__Record set__.

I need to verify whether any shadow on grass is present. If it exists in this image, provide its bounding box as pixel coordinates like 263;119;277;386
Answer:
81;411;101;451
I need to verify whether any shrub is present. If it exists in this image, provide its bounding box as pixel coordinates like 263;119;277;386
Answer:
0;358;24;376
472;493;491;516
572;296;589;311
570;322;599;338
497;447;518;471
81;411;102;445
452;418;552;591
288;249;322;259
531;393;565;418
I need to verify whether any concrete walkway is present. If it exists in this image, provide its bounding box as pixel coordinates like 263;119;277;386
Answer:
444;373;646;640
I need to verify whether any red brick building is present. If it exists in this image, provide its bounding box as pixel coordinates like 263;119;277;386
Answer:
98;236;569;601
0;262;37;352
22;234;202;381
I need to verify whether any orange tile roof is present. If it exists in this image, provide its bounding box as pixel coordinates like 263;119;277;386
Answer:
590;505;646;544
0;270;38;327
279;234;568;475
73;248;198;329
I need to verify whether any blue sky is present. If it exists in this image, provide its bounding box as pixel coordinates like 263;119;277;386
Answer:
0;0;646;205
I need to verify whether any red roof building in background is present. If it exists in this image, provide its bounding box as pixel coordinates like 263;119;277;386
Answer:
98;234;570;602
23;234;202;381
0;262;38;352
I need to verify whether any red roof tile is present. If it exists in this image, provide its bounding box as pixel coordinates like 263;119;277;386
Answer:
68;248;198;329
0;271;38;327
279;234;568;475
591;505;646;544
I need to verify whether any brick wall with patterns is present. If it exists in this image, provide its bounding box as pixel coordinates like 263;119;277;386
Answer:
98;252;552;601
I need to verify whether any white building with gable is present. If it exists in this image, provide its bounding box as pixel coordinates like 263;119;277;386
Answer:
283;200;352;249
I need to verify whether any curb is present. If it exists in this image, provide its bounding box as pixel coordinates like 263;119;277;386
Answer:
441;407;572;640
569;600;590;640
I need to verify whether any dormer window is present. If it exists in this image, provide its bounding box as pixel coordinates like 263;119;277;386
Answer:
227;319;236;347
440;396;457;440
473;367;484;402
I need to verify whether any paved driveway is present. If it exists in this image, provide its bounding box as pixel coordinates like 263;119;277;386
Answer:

__Challenge__.
Revise the entries above by changing "pixel coordinates" to "pixel positions" everywhere it occurs, keeping everything else the same.

__Correct result__.
I need to verify whether any shadow on grass is present. If it exists in this image, provide its bounding box as pixel positions like 263;119;277;386
Answer:
81;411;101;451
I need to verify whether any shrub is present. If it exists in this image, provide its bounding box as pixel positions like 263;119;277;386
Answer:
0;358;24;376
472;493;491;516
572;296;589;311
570;322;599;338
497;447;518;471
81;411;102;445
452;418;552;591
288;249;322;259
531;393;565;418
I need to verify whether any concrete walkway is present. If it exists in this image, provide its bounding box as pixel positions like 263;119;277;386
Answer:
444;373;646;640
I need to verify whether any red brick building is present. If it exists in this image, provide its bounding box as pixel positions like 263;119;277;386
Answer:
98;236;569;601
0;262;37;352
22;234;202;381
I need to verify whether any orange tile roof is present. If it exists in this image, provide its bounding box as pixel positions like 263;119;277;386
Answer:
590;505;646;544
0;270;38;327
279;234;568;475
73;248;198;329
I need to verify whether any blue sky is present. If it exists in this image, provide its bounding box as pixel positions like 263;119;277;386
Answer:
0;0;646;205
I need to verify whether any red roof building in background is present. If it exists in this image, provide its bounding box as pixel positions like 263;119;277;386
Answer:
98;234;570;602
23;234;202;381
0;262;38;352
I need to verify whether any red roof tile is present. If it exists in this image, provide its bounding box as pixel positions like 263;119;277;386
Answer:
68;248;198;329
0;271;38;327
279;234;568;475
591;505;646;544
I need to verify whether any brick wall with patterns is present. If it exists in this image, provide its bounding box as pixel positions like 263;119;277;386
Answer:
98;252;552;601
I need to verify whether any white building with gable is present. If it exists in this image, provide its bounding box as pixel positions like 263;119;277;386
Answer:
283;200;352;249
I need to verify whether any curb is present. If it exists in this image, provide its bounding box as pixel positions like 263;119;277;386
Answer:
441;407;572;640
569;600;590;640
I need to verify whether any dormer window is present. If it exists in this image, provide its bounding box as pixel positions like 263;119;277;386
Answer:
227;319;236;347
440;396;457;440
473;367;484;402
I need to verify whether any paved driveway is present. If it exists in this image, provide its bounding box as pixel positions like 263;119;277;386
Answer:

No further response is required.